[EXERCISE DETAILS]:
Write out the data again in full, exactly as it reads.
+ + +
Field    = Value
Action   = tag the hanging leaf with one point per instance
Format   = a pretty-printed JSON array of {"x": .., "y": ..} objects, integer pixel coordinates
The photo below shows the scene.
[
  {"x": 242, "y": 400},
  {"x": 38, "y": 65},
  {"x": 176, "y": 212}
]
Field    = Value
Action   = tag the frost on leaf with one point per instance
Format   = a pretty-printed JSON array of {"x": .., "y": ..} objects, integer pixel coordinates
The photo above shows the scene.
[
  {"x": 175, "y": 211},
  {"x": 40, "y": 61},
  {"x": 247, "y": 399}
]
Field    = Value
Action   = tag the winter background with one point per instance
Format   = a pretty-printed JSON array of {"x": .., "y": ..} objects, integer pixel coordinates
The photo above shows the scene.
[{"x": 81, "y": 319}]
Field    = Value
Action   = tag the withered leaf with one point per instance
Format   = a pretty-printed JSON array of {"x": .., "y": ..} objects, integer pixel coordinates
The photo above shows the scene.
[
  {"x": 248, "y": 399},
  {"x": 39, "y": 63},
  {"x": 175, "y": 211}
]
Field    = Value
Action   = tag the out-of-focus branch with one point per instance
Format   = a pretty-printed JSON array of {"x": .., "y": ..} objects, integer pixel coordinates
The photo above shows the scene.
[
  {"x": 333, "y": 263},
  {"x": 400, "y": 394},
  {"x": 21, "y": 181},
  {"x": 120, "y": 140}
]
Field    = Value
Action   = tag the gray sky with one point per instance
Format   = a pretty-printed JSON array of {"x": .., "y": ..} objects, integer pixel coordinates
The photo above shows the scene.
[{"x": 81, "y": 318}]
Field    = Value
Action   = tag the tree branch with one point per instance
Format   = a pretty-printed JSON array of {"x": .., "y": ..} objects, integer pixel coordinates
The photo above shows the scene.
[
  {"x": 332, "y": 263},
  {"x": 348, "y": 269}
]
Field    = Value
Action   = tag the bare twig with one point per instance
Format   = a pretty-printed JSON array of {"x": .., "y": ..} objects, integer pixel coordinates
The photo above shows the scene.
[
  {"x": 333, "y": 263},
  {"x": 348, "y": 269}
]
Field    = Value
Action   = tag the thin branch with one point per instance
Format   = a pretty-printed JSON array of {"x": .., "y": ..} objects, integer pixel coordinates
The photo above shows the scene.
+ + +
[EXPECTED ANSWER]:
Field    = Value
Action   = tag the hanging leaf with one point per instance
Format   = a pretty-printed JSON array of {"x": .., "y": ..} objects, integer pixel coordinates
The photo below shows the scene.
[
  {"x": 242, "y": 400},
  {"x": 38, "y": 65},
  {"x": 176, "y": 212}
]
Field    = Value
Action   = tag the frost on leaf with one point per instance
Format   = a pretty-printed JSON array of {"x": .., "y": ..} objects, integer pixel coordinates
The photo above shows the scene.
[
  {"x": 175, "y": 211},
  {"x": 40, "y": 61},
  {"x": 247, "y": 399}
]
Field    = Value
Action   = tag the winter background with one point per instance
Format   = a pretty-printed JSON array of {"x": .., "y": ..} objects, integer pixel coordinates
The photo above shows the scene.
[{"x": 81, "y": 319}]
Field    = Value
Action   = tag the withered leaf with one point per instance
Format   = a pretty-printed JSON array of {"x": .., "y": ..} objects, integer pixel coordinates
The photo above shows the scene.
[
  {"x": 248, "y": 399},
  {"x": 39, "y": 63},
  {"x": 175, "y": 211}
]
Field    = Value
Action   = tag the out-of-focus branch with one point per instance
Format   = a pretty-printed JSON array of {"x": .., "y": ..} objects, integer pixel coordinates
The photo above shows the scene.
[
  {"x": 333, "y": 263},
  {"x": 400, "y": 394},
  {"x": 21, "y": 181},
  {"x": 120, "y": 140}
]
Field    = Value
Action   = tag the gray sky with one point per instance
Format   = a pretty-printed JSON array of {"x": .., "y": ..} objects, integer pixel coordinates
The photo above shows the scene.
[{"x": 81, "y": 318}]
Field    = Value
Action   = tag the tree branch with one point per instance
Format   = a pretty-printed JSON array of {"x": .., "y": ..} objects, integer pixel coordinates
The photo above shows the scene.
[
  {"x": 332, "y": 263},
  {"x": 348, "y": 269}
]
Field    = Value
Action   = tag the bare twig with one point per instance
Format   = a pretty-printed JSON array of {"x": .., "y": ..} objects, integer pixel coordinates
The photo above shows the scene.
[
  {"x": 333, "y": 263},
  {"x": 348, "y": 269}
]
Field    = Value
Action   = tag the thin branch with one point per instance
Format   = a pretty-printed JSON array of {"x": .., "y": ..} objects, integer pixel coordinates
The photo above shows the scene.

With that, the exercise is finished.